* The exercise *
Rewrite the records starting at the line containing "surface in the photo above." and ending at the line containing "(1108, 375)", shifting every x and y coordinate in the answer points up by 89 and keeping every other line unchanged.

────────────────────────────────────────

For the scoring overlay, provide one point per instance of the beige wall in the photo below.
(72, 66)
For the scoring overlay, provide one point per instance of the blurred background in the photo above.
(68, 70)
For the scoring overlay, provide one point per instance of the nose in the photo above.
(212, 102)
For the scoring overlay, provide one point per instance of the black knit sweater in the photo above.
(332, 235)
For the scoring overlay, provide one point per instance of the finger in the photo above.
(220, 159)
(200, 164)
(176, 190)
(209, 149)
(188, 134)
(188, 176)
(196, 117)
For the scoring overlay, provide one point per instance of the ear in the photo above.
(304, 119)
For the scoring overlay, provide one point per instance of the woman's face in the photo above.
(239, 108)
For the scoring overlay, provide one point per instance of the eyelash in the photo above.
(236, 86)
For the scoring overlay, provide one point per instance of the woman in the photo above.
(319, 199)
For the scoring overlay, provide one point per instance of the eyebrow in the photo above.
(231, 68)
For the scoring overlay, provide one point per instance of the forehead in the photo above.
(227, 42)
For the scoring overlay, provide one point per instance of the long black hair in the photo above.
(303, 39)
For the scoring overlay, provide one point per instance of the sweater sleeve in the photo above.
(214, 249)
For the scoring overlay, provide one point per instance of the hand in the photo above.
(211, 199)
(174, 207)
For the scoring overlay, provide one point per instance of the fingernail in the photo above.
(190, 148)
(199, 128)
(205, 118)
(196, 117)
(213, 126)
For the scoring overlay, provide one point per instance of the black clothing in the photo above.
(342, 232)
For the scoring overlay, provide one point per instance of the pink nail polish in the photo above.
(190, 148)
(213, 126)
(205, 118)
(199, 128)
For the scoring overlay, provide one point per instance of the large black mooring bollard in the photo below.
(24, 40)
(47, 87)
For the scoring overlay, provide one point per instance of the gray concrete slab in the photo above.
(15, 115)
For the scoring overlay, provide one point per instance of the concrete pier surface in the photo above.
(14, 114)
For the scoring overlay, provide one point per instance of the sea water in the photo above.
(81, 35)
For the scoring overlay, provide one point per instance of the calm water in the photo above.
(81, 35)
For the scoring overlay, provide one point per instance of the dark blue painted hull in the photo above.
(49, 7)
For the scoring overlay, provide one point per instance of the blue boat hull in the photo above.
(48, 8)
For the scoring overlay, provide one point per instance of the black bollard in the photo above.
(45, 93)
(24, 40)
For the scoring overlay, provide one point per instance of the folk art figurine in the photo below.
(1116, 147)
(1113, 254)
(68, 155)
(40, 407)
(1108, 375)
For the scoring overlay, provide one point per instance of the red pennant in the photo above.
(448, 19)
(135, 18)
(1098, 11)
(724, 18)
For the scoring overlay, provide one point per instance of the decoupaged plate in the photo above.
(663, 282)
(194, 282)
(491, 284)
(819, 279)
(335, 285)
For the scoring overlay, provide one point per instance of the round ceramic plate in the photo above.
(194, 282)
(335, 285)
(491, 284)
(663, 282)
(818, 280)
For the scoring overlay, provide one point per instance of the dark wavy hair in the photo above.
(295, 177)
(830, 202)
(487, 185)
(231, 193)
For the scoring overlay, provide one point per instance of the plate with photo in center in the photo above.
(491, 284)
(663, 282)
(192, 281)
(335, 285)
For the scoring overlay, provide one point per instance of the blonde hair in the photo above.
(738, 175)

────────────────────────────────────────

* Result *
For the scoring overlay, provide one point per instance of the concrete pier surface in the photo above.
(103, 203)
For the scoring overlay, provide one point per instance of the sea water in the photo above.
(170, 124)
For the scoring overlay, provide one point per instance of the calm water in the photo above.
(170, 124)
For the scoring overlay, provide one point per instance of the dark blue painted hull in the photo above.
(138, 96)
For the scoring overlay, provide one point per instance of the blue boat hull in the photo above.
(137, 97)
For the scoring overlay, provide one point per instance of the black bollard in the photo above.
(134, 182)
(113, 129)
For the scoring overlay, provide one point per instance of the folk art figurine in the photo below.
(1205, 236)
(1202, 343)
(157, 244)
(129, 496)
(1197, 464)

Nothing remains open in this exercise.